## Prompt 1
Count the lines in the rows below that contain the string "stand", and reply with only the number.

## Source
+ + + +
Category: Jordan Peele

Nope (2022)

Nope (2022)

Be afraid of looking in Jordan Peele’s puzzling but less enlightening horror suspense film

Director: Jordan Peele

Cast: Daniel Kaluuya (Otis Jnr “OJ” Haywood), Keke Palmer (Em Haywood), Steven Yeun (Ricky “Jupe” Park), Brandon Perea (Angel Torres), Michael Wincott (Antlers Holst), Wrenn Schmidt (Amber Park), Keith David (Otis Haywood Snr), Donna Mills (Bonnie Clayton)

Spoiler warning: Peele loves to keep ALL the plot details on the QT – so I discuss more than he would want, but hopefully not enough to spoil the plot.

Jordan Peele’s previous horror films brilliantly married up genuine chills with acute social commentary. Plot details have often been kept under wraps – after all half the joy of watching Get Out or Us the first time is working out what the hell is going on. Nope continues this trend, but for the first time I feel this is to the film’s detriment. I actually think Nope would be improved if you know going into it that this was Peele’s dark twist on Close Encounters of the Third Kind (with added body horror). Instead, Nope plays its enigmatic cards so close to its chest that it ends up never having a hand free to punch you in the guts.
+ + + +
## Collected data
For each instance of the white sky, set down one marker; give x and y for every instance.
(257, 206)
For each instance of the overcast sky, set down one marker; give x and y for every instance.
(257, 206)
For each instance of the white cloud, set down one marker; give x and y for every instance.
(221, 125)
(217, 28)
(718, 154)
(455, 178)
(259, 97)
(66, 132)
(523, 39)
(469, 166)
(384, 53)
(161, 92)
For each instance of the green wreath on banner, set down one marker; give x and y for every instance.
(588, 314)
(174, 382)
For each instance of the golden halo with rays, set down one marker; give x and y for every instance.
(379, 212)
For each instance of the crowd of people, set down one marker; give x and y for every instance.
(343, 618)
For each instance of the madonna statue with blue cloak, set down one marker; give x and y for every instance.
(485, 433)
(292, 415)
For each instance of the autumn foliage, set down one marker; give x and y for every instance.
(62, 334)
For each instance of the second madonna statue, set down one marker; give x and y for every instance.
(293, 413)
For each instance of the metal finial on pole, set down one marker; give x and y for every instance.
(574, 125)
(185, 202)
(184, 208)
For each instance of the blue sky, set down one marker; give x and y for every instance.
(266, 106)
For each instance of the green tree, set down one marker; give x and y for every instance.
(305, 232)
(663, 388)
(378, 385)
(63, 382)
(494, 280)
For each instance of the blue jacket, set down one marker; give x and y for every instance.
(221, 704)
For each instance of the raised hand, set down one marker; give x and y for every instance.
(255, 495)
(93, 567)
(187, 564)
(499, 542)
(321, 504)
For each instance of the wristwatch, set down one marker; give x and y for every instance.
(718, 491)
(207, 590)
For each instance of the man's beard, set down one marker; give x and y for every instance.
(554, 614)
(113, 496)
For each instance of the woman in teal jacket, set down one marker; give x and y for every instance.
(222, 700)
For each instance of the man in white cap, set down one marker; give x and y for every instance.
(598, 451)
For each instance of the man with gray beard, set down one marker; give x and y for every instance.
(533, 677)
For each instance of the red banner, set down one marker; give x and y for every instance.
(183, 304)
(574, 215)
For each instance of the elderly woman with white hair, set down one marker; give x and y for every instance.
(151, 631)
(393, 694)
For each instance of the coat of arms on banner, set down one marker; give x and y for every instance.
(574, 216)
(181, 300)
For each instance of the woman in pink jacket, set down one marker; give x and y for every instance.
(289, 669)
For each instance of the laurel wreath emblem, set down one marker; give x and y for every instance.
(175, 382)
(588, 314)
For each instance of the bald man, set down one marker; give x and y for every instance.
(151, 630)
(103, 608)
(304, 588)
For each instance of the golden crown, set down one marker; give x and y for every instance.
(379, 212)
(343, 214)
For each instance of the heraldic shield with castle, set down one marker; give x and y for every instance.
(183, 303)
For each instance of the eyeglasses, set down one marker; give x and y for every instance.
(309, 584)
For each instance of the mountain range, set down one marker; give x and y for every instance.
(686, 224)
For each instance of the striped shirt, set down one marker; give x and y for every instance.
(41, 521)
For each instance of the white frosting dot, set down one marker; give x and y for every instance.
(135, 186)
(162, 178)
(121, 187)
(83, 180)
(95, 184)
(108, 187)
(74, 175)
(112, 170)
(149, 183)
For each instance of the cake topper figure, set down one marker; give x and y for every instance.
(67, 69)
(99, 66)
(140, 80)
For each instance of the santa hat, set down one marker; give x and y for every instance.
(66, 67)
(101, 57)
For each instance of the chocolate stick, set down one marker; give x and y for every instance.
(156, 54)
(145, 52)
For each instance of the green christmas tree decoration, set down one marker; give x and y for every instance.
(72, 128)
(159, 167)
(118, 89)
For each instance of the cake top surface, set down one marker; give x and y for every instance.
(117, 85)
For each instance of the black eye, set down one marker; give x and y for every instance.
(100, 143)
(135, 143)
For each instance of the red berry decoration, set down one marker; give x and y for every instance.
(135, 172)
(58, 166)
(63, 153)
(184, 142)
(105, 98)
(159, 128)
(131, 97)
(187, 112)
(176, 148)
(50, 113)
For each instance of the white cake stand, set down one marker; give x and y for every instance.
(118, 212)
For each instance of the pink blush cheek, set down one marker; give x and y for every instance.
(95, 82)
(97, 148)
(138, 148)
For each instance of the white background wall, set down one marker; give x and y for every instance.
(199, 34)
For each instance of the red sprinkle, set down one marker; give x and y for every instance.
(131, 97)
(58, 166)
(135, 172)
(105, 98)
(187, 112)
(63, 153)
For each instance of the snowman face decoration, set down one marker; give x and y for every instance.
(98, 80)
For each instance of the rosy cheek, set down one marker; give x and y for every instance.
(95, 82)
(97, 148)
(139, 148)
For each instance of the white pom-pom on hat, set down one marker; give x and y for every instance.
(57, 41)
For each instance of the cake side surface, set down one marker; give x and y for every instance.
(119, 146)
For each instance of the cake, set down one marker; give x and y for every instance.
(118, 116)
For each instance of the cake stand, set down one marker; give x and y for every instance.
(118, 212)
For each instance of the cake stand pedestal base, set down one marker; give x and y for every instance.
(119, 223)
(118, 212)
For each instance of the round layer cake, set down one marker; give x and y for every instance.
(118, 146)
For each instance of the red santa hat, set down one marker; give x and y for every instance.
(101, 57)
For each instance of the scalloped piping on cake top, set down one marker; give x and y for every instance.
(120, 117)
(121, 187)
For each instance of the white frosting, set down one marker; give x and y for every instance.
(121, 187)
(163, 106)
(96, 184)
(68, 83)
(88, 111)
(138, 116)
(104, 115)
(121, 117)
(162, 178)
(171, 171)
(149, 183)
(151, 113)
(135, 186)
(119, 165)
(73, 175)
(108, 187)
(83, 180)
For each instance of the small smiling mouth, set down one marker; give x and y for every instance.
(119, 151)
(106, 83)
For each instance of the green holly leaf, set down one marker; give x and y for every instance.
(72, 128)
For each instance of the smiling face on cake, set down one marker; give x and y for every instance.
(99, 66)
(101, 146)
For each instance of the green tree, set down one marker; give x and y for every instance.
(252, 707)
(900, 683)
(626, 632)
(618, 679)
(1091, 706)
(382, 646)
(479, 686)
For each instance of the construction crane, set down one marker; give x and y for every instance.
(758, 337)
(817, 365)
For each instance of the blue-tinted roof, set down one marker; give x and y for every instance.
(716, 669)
+ + + +
## Prompt 2
In the review of Nope above, which film does the reviewer say Nope is a dark twist on?

## Output 1
3

## Output 2
Close Encounters of the Third Kind.